TEXT PROVIDED:
────────

Personal information
- Full name: Esmat Shanwary
- Date of birth: 9 October 1993 (age 31)
- Place of birth: Kabul, Afghanistan
- Position(s): Midfielder, winger

Team information
- Current team: FC Lienden
- Number: 11

Youth career
- VV Sluiskil
- GVV '57
- 2003–2009: NEC
- 2009–2012: NEC/Oss
- 2012–2014: Utrecht

Senior career*
- Years: Team / Apps / (Gls)
- 2014–2015: Achilles '29 / 13 / (0)
- 2015: GVVV / 11 / (0)
- 2016–2017: HSV Hoek
- 2017: UDI '19 / 3 / (0)
- 2017–2018: DESO
- 2018–2019: SV Hatert
- 2019–2020: FC Lienden
- 2020–2023: Achilles '29
- 2023–: Olympia '25

International career
- 2006–2008: Netherlands u-15 / 7 / (0)
- 2008–2009: Netherlands u-16 / 4 / (0)
- 2015: Afghanistan / 5 / (1)

= Esmat Shanwary =

Afghan footballer

Esmat Shanwary (Dari: عصمت شنواری; born 9 October 1993) is an Afghan footballer who plays as a midfielder for Derde Klasse club Olympia '25.

==Youth==
Shanwary played in the youth of VV Sluiskil, GVV '57, N.E.C., N.E.C./FC Oss and FC Utrecht before joining Achilles '29 in 2014.

────────

SOURCE INFORMATION:
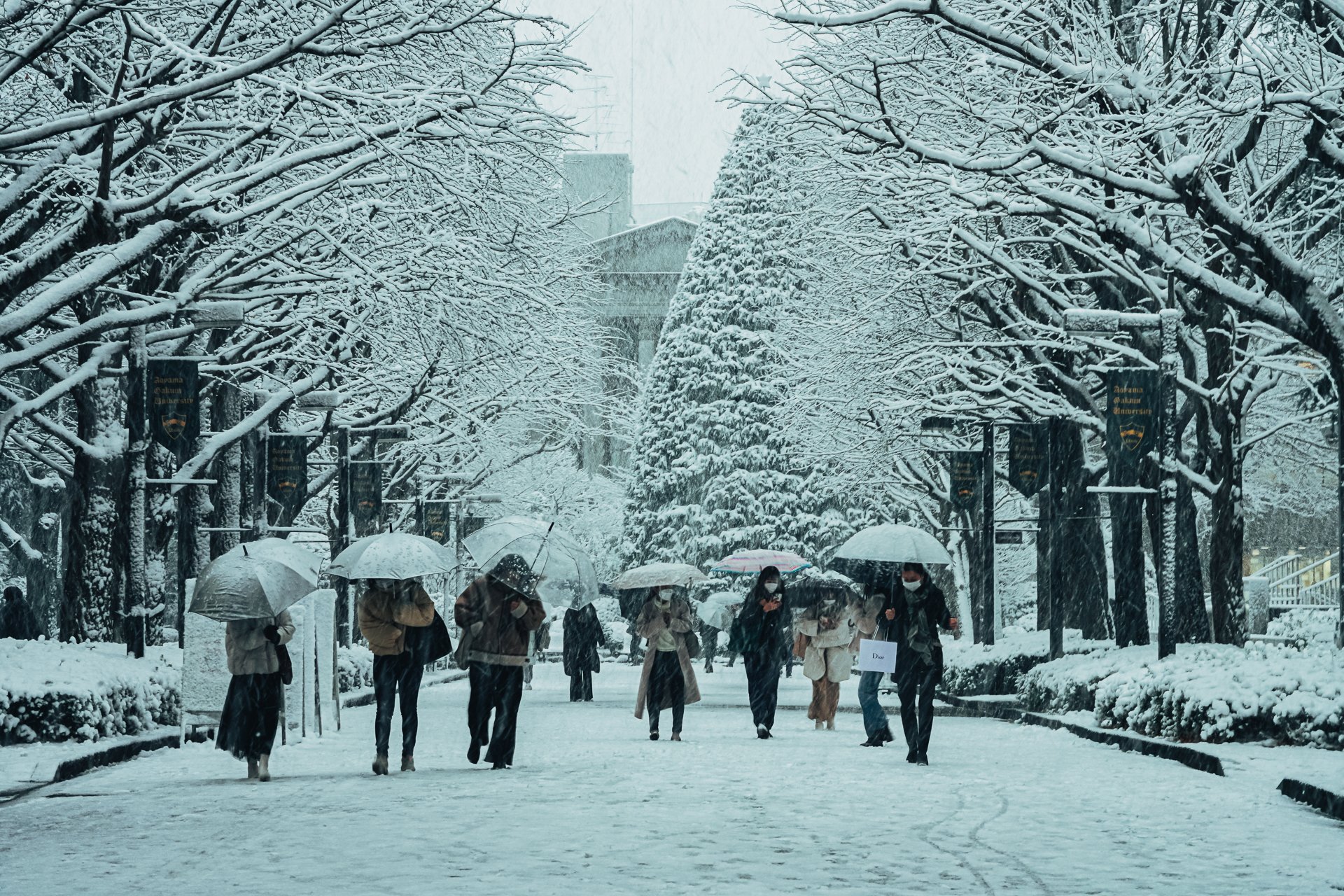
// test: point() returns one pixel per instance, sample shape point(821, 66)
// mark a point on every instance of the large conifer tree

────────

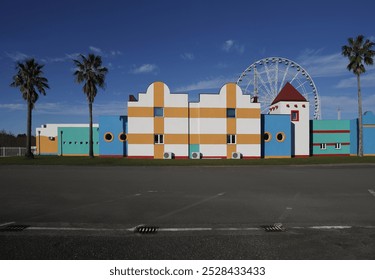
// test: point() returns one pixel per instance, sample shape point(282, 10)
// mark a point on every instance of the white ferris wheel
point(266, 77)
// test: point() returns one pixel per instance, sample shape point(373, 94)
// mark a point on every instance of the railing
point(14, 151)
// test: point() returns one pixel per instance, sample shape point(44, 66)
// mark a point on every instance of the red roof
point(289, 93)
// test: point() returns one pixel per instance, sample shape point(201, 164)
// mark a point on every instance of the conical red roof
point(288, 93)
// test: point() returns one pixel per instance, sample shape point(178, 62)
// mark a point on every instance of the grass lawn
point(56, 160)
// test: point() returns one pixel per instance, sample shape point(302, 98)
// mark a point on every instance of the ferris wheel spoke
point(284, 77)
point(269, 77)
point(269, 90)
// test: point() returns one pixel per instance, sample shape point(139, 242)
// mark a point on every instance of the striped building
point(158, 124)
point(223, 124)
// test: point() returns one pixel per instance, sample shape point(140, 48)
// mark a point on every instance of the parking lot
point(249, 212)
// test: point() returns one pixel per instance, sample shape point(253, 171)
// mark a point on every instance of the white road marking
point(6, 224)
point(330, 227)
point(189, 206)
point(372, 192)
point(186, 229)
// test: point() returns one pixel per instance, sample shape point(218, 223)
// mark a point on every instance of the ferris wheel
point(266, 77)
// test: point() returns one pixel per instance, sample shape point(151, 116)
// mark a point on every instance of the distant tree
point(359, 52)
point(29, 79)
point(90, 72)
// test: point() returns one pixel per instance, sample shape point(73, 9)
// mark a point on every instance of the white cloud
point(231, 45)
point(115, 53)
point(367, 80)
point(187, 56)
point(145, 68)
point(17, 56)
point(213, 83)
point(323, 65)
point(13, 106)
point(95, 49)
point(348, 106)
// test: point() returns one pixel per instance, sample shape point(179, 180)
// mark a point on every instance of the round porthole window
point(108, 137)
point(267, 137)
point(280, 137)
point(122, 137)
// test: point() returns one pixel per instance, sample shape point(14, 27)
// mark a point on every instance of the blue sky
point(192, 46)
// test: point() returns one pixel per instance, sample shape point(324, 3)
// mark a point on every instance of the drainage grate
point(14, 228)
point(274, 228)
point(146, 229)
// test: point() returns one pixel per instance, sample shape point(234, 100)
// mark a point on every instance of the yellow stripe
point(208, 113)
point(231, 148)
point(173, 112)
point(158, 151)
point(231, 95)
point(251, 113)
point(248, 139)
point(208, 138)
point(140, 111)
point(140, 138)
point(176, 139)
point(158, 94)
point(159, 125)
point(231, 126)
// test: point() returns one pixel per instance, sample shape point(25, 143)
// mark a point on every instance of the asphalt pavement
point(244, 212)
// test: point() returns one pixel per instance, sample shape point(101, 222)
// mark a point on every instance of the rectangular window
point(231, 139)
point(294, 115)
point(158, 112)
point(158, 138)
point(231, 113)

────────

DIRECTIONS FOR THIS TASK:
Answer these questions from the text on Esmat Shanwary:
1. Where was he born?
2. How many goals is he credited with for Afghanistan?
3. Which club did he join in 2014 after his time in the youth of FC Utrecht?

TASK ANSWER:
1. Kabul, Afghanistan
2. One
3. Achilles '29